Extrait étudié.
╔══

Nous avons présenté succinctement ce que serait une périodisation se faisant à l’aune de la mondialisation. Nous ne pouvons être exhaustifs du fait du cadre limité de cet article, mais aussi parce qu’il est impératif de posséder une somme de connaissances suffisante pour se lancer dans une mise au jour véritable d’un tel paradigme. Cependant, les philosophes français, s’ils souhaitent défendre l’école, ne peuvent que se positionner en faveur d’une telle perspective de pensée, qui est celle d’intégrer dans l’apprentissage de l’Histoire une périodisation vraie, c’est-à-dire faisant prendre conscience aux enfants le fait qu’ils vivent dans une époque inédite, caractérisée par la mondialisation.

La cartographie

L’un des problèmes de la cartographie présente dans un certain nombre de lieux où l’on est confronté à elle (la télévision, les journaux, l’école), réside dans le fait qu’elle ne reflète pas la vraie place de la France dans le monde. Ainsi, l’école française utilise la carte faite sous projection de Mercator4, système de cartographie du monde qui agrandit les zones éloignées de l’Équateur, tandis qu’il minimise celles qui en sont proches. C’est pourquoi, alors que Madagascar est en réalité deux fois plus grand que la Grande Bretagne, ces deux îles apparaissent sur une telle carte quasiment identiques du point de vue de la superficie. De même, l’Inde, qui est pourtant grande comme six fois la France métropolitaine, ne représente sur ce même type de cartes pas plus de deux fois l’Hexagone.

╚══

Données fournies.
╔══

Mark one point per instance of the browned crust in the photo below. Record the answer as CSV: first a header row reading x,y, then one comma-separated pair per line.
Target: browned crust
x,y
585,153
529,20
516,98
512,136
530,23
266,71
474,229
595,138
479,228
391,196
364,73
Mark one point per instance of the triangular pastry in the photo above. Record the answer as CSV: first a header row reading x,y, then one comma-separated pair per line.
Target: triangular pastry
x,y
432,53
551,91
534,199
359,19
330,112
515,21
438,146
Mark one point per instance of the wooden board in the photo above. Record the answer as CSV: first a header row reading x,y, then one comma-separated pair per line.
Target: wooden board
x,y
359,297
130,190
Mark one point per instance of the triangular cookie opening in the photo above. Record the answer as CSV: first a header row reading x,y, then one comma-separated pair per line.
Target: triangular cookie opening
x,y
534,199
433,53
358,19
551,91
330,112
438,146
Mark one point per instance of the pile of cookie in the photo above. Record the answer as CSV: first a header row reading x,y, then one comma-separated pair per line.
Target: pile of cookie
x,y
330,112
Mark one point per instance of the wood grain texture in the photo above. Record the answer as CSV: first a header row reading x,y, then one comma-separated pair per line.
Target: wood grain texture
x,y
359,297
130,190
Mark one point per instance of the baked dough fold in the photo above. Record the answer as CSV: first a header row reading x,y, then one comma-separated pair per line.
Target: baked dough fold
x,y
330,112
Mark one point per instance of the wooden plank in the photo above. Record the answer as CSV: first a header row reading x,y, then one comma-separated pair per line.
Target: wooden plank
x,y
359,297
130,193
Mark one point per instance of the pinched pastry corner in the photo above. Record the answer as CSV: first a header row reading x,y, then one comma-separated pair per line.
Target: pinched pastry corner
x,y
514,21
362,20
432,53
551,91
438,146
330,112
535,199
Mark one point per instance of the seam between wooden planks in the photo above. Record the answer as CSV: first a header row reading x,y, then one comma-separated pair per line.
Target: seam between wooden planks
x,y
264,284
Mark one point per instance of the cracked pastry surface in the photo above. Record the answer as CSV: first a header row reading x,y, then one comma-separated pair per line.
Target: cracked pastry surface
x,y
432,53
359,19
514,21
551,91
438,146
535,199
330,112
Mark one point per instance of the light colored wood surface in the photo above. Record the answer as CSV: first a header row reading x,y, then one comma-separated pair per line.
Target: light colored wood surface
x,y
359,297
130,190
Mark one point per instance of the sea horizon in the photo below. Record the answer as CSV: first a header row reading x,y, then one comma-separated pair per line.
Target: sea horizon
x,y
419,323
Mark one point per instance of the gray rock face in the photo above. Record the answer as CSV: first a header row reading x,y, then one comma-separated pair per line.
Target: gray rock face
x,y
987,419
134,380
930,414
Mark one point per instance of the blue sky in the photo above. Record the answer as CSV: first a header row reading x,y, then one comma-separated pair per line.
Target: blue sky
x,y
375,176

╚══

Consignes.
a: Répondez aux questions suivantes à partir de l’extrait étudié.
(i) Quel système de projection l’école française utilise-t-elle pour la carte du monde ?
(ii) En réalité, combien de fois Madagascar est-il plus grand que la Grande Bretagne ?
(iii) Que doit intégrer l’apprentissage de l’Histoire selon la perspective que les philosophes français qui souhaitent défendre l’école ne peuvent que soutenir ?
b: Indiquez si chacune des affirmations suivantes est conforme à l’extrait étudié, et citez les mots de l’extrait qui permettent de trancher.
(i) La projection de Mercator agrandit les zones proches de l’Équateur.
(ii) L’Inde est grande comme six fois la France métropolitaine.
(iii) La périodisation à l’aune de la mondialisation est présentée de façon exhaustive.

Corrigé.
a:
(i) La projection de Mercator.
(ii) Deux fois.
(iii) Une périodisation vraie, qui fait prendre conscience aux enfants qu’ils vivent dans une époque inédite, caractérisée par la mondialisation.

b:
(i) Non : « agrandit les zones éloignées de l’Équateur, tandis qu’il minimise celles qui en sont proches ».
(ii) Oui : « l’Inde, qui est pourtant grande comme six fois la France métropolitaine ».
(iii) Non : « Nous ne pouvons être exhaustifs du fait du cadre limité de cet article ».